* _TEKS HALAMAN_
#####

JAKARTA – Dana tanggung jawab sosial (Corporate Social Responsibility/CSR) kontraktor kontrak kerja sama dibawah naungan Satuan Kerja Khusus Pelaksana Kegiatan Usaha Hulu Minyak dan Gas (SKK Migas) hingga akhir 2018 diperkirakan akan terserap 70%-80% dari total anggaran US$39 juta atau sekitar Rp 569 miliar (kurs Rp14.600 per dolar AS). Penyerapan dana CSR hampir sama dengan periode dua tahun terakhir.

“Pada 2016 dari alokasi US$33,4 juta, terserap US$25,8 juta. Pada tahun lalu terserap US$23,9 juta dari alokasi US$34 juta. Tren-nya tahun ini hampir sama,” ujar Bambang Dwi Djanuarto, Lead External Relation SKK Migas saat diskusi bertajuk “Berbagi Pengetahuan dan Strategi Liputan Bidang CSR Sektor Migas di Jakarta, Selasa (2/10).

Menurut Bambang, kendala penyerapan anggaran lebih ke soal teknis. Misalnya, program-program CSR yang ditunda akibat ketidaksiapan masyarakat penerima program.

Saat ini penggunaan sisa anggaran CSR yang tidak terserap masih dibahas antara SKK Migas dengan Komisi Energi DPR. DPR meminta sisa anggaran yang tidak terserap digunakan di luar daerah operasi.

Apalagi aturan yang ada hanya menyebutkan dana CSR diutamakan untuk daerah operasi.

“Tapi saat ini masih belum diputuskan. Kalaupun tidak dipakai tidak apa-apa, kami kan tidak harus membayar cost recovery-nya,” kata Bambang.

Saat ini dasar pelaksanaan CSR di sektor hulu migas adalah ISO 26000.

Pemberitaan

Bambang mengatakan dalam industri hulu migas, penting untuk memberitakan CSR. Ada dua persoalan jika berita CSR tidak ada, yakni dana tidak dikasih atau ekspure yang kurang. “Percuma, CSR-nya tumbuh, masyarakatnya bagus. Tapi tidak diberitakan,” kata dia.

#####

* _DAFTAR TUGAS_
1. Sebutkan semua nilai dalam dolar AS (US$) yang tercantum dalam artikel dana CSR, sesuai urutan kemunculannya.
2. Ganti "daerah operasi" dengan "wilayah operasi" pada bagian artikel dana CSR yang dimulai dari "Apalagi aturan yang" dan berakhir pada "adalah ISO 26000.", lalu tuliskan kembali bagian tersebut.
3. Tentukan apakah setiap pernyataan berikut sesuai dengan artikel dana CSR, jawab ya atau tidak, dan kutip kata-kata dari artikel yang menjadi dasar jawaban: (a) Pada 2016 dana CSR yang terserap sebesar US$25,8 juta. (b) DPR meminta sisa anggaran yang tidak terserap digunakan di dalam daerah operasi. (c) Dasar pelaksanaan CSR di sektor hulu migas saat ini adalah ISO 9001.

#####

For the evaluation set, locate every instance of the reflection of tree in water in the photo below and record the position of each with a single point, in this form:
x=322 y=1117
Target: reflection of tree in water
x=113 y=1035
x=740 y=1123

#####

* _JAWABAN BERURUTAN_
1. US$39 juta, US$33,4 juta, US$25,8 juta, US$23,9 juta, US$34 juta

2.
Apalagi aturan yang ada hanya menyebutkan dana CSR diutamakan untuk wilayah operasi.

“Tapi saat ini masih belum diputuskan. Kalaupun tidak dipakai tidak apa-apa, kami kan tidak harus membayar cost recovery-nya,” kata Bambang.

Saat ini dasar pelaksanaan CSR di sektor hulu migas adalah ISO 26000.

3.
(a) Ya: "Pada 2016 dari alokasi US$33,4 juta, terserap US$25,8 juta."
(b) Tidak: "DPR meminta sisa anggaran yang tidak terserap digunakan di luar daerah operasi."
(c) Tidak: "Saat ini dasar pelaksanaan CSR di sektor hulu migas adalah ISO 26000."